> _Task statement_:
Reproduce word for word the lines from the one containing "Report the location of each instance of the cheek" through the one containing "x=336, y=767", including both of those lines.

Extracted data entries:
*****

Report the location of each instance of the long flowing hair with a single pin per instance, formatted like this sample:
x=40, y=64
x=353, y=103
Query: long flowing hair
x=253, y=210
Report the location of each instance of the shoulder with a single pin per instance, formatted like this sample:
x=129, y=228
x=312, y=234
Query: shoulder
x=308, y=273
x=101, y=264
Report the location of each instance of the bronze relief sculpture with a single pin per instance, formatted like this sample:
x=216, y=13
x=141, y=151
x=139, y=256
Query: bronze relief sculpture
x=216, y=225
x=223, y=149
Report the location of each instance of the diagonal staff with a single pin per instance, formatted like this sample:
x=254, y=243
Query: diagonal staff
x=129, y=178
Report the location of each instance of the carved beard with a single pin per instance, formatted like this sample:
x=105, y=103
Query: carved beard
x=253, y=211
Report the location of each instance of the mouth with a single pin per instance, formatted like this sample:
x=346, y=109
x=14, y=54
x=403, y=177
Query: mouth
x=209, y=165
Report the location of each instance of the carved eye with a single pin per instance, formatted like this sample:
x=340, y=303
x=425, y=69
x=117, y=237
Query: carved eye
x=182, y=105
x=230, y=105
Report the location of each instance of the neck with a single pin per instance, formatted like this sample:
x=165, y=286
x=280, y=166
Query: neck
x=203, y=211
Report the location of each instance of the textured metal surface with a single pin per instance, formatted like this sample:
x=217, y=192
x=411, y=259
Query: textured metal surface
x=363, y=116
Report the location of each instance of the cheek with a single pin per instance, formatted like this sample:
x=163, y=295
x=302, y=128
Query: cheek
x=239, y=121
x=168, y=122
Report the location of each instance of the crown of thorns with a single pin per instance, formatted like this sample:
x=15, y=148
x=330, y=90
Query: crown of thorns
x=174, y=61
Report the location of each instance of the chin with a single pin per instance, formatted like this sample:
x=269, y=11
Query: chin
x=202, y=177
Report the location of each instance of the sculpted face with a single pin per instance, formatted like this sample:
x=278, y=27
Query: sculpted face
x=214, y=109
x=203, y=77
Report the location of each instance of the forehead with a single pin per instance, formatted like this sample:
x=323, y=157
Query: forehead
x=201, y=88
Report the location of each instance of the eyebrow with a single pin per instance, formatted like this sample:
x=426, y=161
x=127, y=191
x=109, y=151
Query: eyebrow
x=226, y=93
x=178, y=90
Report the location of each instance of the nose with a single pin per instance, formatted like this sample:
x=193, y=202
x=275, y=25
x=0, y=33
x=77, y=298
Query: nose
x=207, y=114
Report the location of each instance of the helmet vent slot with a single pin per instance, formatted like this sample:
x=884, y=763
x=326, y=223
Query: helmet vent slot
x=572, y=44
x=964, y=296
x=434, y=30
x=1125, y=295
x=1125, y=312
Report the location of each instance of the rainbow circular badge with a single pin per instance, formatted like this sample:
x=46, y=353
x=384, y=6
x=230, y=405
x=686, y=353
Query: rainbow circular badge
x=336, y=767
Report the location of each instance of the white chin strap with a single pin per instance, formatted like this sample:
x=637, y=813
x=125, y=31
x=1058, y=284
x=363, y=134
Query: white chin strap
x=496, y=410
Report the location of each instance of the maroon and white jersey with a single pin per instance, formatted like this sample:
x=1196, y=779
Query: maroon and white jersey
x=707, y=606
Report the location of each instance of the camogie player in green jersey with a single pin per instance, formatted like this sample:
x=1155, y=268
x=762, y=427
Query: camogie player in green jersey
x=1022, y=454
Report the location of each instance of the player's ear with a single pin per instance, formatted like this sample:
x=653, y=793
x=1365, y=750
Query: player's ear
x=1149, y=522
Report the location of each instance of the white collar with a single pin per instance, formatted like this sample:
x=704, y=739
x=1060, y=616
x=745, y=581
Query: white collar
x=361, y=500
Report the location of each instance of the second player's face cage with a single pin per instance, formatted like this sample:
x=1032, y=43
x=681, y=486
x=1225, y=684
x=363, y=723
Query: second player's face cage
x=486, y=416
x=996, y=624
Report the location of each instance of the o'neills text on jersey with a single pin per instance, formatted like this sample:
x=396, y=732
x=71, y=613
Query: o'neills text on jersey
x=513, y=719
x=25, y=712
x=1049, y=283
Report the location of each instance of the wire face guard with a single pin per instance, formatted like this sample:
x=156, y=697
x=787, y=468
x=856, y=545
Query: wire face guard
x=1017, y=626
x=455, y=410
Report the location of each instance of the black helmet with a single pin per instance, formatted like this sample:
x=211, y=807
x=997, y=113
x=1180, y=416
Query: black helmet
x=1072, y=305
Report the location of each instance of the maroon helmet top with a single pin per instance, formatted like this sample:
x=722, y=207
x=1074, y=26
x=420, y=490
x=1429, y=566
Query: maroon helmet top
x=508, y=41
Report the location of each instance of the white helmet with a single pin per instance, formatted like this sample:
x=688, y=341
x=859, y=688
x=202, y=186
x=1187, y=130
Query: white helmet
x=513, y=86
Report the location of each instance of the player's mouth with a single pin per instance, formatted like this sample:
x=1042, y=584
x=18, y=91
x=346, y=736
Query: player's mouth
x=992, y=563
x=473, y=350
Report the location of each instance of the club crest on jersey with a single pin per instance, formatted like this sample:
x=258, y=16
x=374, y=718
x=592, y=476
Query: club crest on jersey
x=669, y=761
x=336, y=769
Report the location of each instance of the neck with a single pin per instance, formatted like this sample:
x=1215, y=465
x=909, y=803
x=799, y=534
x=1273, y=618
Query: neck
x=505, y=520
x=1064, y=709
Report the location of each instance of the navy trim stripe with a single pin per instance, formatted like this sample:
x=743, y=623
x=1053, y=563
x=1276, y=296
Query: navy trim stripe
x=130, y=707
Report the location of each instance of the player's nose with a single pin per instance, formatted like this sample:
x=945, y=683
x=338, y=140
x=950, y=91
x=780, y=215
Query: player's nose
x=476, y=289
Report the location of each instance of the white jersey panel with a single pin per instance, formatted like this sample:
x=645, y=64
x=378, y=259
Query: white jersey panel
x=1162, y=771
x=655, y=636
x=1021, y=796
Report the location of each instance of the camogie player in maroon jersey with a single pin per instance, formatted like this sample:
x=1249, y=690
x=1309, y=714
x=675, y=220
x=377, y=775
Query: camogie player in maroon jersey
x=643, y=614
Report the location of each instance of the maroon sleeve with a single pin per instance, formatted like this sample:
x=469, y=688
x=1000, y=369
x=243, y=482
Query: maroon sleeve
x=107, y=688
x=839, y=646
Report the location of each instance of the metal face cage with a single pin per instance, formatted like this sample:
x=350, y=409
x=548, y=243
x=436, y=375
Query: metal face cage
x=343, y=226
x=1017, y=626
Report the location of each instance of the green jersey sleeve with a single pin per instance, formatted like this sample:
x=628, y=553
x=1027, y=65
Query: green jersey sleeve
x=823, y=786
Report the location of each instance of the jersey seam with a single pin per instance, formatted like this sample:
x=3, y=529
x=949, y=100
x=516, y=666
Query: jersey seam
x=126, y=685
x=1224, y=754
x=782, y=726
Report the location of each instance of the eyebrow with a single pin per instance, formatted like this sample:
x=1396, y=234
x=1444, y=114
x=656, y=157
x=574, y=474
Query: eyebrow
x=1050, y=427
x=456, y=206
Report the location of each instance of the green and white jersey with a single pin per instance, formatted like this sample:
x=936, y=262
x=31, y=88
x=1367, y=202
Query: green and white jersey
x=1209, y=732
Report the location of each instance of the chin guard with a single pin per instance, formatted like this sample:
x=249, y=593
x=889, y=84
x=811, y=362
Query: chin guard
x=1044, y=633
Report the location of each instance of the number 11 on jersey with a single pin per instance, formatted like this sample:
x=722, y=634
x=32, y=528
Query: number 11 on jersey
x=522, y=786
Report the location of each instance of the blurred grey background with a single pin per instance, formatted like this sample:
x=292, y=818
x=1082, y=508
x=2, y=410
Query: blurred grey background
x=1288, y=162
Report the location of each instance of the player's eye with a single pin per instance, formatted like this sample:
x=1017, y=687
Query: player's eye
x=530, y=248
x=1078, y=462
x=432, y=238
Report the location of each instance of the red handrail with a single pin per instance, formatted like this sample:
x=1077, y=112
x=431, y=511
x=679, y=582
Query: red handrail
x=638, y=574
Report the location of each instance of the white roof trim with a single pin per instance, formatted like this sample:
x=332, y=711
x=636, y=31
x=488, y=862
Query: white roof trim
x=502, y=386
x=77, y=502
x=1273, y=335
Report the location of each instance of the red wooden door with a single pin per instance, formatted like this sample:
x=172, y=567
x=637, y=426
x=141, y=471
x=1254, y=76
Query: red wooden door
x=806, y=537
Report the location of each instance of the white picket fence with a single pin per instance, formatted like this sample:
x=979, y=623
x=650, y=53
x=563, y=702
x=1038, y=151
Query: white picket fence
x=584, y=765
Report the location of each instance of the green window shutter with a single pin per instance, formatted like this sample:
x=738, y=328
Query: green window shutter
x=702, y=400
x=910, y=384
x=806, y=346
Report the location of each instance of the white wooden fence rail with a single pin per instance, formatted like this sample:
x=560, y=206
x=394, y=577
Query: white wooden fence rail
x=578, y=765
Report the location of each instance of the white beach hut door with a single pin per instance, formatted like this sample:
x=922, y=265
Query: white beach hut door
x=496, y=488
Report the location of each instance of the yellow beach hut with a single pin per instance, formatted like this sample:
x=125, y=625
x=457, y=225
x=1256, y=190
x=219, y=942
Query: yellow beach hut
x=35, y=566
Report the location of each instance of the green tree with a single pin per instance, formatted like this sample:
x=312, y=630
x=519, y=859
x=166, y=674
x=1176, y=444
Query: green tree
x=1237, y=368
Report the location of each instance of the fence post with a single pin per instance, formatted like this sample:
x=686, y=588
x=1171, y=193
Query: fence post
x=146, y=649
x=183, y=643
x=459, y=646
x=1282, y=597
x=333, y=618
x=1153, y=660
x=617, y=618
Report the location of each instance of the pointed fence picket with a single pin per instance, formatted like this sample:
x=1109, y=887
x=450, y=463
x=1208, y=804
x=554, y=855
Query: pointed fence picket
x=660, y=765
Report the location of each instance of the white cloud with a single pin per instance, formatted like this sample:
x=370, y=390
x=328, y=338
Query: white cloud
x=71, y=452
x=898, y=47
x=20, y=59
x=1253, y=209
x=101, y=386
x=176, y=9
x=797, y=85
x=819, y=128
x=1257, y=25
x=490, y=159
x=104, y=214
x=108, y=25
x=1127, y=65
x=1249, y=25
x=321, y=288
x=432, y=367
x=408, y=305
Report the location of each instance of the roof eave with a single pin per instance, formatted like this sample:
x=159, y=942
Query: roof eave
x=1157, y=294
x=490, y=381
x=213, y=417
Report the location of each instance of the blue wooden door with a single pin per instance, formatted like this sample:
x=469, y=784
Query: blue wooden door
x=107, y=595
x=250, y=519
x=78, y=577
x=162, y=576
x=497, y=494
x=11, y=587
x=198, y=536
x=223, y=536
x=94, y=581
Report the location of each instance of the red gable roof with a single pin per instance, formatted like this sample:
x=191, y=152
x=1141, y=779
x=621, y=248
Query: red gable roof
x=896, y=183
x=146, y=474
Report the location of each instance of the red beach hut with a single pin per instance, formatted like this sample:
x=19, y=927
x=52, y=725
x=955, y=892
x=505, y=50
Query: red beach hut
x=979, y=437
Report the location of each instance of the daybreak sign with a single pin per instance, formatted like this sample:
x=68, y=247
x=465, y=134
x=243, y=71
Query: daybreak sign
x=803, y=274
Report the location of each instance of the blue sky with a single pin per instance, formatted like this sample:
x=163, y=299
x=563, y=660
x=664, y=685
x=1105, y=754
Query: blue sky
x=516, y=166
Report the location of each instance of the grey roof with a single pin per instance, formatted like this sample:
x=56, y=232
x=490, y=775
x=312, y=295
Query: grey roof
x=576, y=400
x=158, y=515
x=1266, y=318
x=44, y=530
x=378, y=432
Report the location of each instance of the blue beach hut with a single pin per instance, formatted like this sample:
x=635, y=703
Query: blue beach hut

*****

> _The result_:
Report the location of each instance of the cheek with a single pin per instance, formatted like this sample:
x=163, y=295
x=302, y=128
Query: cheek
x=239, y=121
x=168, y=122
Report the location of each instance of the crown of thorns with a single pin per instance, formatted like this sample:
x=15, y=148
x=330, y=90
Query: crown of thorns
x=174, y=61
Report the location of each instance of the chin with a single pin per instance, formatted like this sample:
x=269, y=11
Query: chin
x=202, y=177
Report the location of each instance of the sculpted face with a single pin per instance, formatted like this sample:
x=278, y=27
Query: sculpted face
x=214, y=109
x=203, y=77
Report the location of each instance of the forehead with a single pin per instance, formatted like this sample:
x=323, y=157
Query: forehead
x=201, y=88
Report the location of each instance of the eyebrow with a single pin per instance, formatted like this sample:
x=426, y=161
x=127, y=191
x=109, y=151
Query: eyebrow
x=226, y=93
x=178, y=90
Report the location of each instance of the nose with a single pin per instance, formatted like this sample:
x=193, y=202
x=275, y=25
x=0, y=33
x=77, y=298
Query: nose
x=207, y=114
Report the location of each instance of the helmet vent slot with a single pin per instance, formatted like this sample:
x=884, y=763
x=326, y=223
Query: helmet vent slot
x=572, y=44
x=964, y=296
x=434, y=30
x=1125, y=295
x=1125, y=312
Report the location of each instance of the rainbow circular badge with a single pin per instance, formatted like this sample:
x=46, y=353
x=384, y=6
x=230, y=405
x=686, y=353
Query: rainbow circular badge
x=336, y=767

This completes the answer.